> **TEXT EXTRACT**
* Start *

The number of lessons for manufacturers and regulators to learn from this aerospace drama is legion.

The failures and the fixes

The failures

Just a reminder: the 737 Max series fleet was grounded in March last year as a result of findings from the investigations into to the Lion Air and Ethiopian Airlines fatal crashes, respectively in October 2018 and March 2019.

The primary causal factor of the Lion Air Max crash was erroneous triggering of its manoeuvring characteristics augmentation system (MCAS) by a faulty angle of attack (AoA) sensor, according to the Indonesian final accident report. It is at the MCAS that Boeing’s corrective efforts have mostly been directed.

In both the accidents, the aircraft’s AoA sensor that feeds data to the MCAS wrongly indicated a very high AoA soon after take-off. The system reacted by providing nose-down stabilizer rotation that took the pilots by surprise. They did not understand the reason it kicked in, and their efforts to reverse the strong nose-down pitch did not succeed. Both these events occurred soon after take-off, and because the MCAS kept repeating the nose-down stabilizer in response to the continued erroneous high AoA sensor signal, the loss of height quickly resulted in impact with the surface.

* End *

> **GIVEN ENTRIES**
* Start *

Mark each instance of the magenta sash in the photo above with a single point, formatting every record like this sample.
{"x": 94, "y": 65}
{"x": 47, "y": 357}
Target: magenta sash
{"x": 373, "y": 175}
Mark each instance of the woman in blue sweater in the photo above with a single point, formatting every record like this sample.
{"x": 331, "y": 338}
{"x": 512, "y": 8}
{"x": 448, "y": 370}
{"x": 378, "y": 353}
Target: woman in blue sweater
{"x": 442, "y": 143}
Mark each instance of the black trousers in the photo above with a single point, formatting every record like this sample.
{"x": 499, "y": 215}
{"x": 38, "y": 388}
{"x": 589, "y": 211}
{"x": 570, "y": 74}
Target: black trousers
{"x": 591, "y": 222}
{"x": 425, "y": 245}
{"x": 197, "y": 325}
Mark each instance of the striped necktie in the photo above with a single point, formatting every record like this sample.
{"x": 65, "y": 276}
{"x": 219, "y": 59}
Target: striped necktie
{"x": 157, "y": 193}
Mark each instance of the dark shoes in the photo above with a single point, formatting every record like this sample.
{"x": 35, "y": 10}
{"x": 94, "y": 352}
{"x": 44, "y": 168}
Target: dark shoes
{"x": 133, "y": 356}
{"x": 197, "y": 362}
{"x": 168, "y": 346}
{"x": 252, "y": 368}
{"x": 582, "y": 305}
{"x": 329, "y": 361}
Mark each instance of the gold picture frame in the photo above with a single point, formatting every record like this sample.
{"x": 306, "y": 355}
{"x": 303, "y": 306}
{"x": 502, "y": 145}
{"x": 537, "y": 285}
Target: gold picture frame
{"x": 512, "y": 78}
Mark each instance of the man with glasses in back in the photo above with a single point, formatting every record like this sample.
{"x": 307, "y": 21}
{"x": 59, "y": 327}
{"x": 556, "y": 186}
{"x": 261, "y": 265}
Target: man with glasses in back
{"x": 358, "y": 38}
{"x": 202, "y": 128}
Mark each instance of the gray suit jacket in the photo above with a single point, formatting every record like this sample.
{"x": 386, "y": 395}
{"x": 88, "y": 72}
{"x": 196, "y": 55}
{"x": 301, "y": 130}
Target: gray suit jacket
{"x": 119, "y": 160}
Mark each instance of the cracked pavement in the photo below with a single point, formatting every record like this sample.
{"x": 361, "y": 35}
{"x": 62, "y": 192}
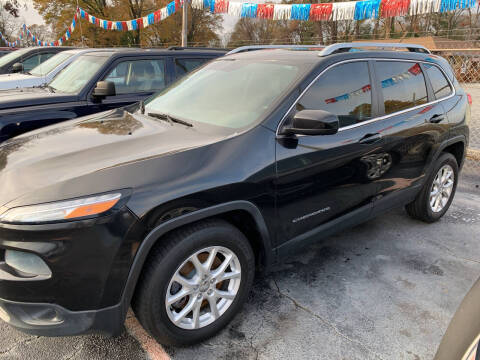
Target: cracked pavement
{"x": 385, "y": 289}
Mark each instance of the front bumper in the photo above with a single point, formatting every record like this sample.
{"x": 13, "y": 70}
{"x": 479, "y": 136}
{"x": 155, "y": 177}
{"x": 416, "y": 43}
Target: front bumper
{"x": 54, "y": 320}
{"x": 89, "y": 261}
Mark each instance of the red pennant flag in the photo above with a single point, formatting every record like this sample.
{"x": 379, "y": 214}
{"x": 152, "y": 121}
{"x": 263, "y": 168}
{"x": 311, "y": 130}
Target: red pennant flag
{"x": 221, "y": 6}
{"x": 366, "y": 88}
{"x": 391, "y": 8}
{"x": 265, "y": 11}
{"x": 320, "y": 12}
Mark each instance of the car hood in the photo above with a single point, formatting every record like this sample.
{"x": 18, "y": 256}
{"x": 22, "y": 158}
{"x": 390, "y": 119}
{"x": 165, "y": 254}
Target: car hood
{"x": 38, "y": 166}
{"x": 12, "y": 99}
{"x": 14, "y": 81}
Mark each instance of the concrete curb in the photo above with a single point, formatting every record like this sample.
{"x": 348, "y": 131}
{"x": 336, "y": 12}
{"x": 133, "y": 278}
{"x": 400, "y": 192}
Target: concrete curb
{"x": 473, "y": 154}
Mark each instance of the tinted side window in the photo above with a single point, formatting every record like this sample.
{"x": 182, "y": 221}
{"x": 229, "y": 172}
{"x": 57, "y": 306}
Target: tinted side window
{"x": 440, "y": 85}
{"x": 344, "y": 90}
{"x": 183, "y": 66}
{"x": 31, "y": 62}
{"x": 137, "y": 76}
{"x": 403, "y": 85}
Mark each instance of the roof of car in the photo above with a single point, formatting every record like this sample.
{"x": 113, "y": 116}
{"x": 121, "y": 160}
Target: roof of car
{"x": 129, "y": 51}
{"x": 311, "y": 56}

* End *

> **WHAT NEEDS TO BE DONE**
Can you continue the piece on the 737 Max crashes and the MCAS from its last sentence?

> **EXERCISE RESULT**
During the examination of all the issues arising from the accidents, the JOEB was aware there were solutions to the situation in which the crews found themselves. But the fact that two crews in different regions of the world were so confused by what the MCAS was doing that they lost control had totally eclipsed pilot failings as the main issue.

MCAS was designed to trigger only in a specific flight configuration that causes the Max’s centre of lift to move slightly further forward, delivering a slight nose-up moment that can be countered by flight controls. This configuration is a combination of relatively low airspeed, flaps up, with the aircraft being flown manually. In the case of the Lion Air and Ethiopian flights, the pilots decided to continue to fly the aircraft manually during the early climb, rather than engaging the autopilot, so this precise flight configuration was encountered as soon as the flaps were fully retracted.

With flaps up, and still at a fairly low airspeed, the aircraft would be at a high angle of attack, and not far above the stall. FAA regulations require that, in the proximity to the stall, one of the “feel” cues to the pilots is that there should be a linear increase in the required control column force versus elevator displacement response, but the Max’s aerodynamics in this configuration had negated this effect, and MCAS was designed to restore that pilot cue automatically.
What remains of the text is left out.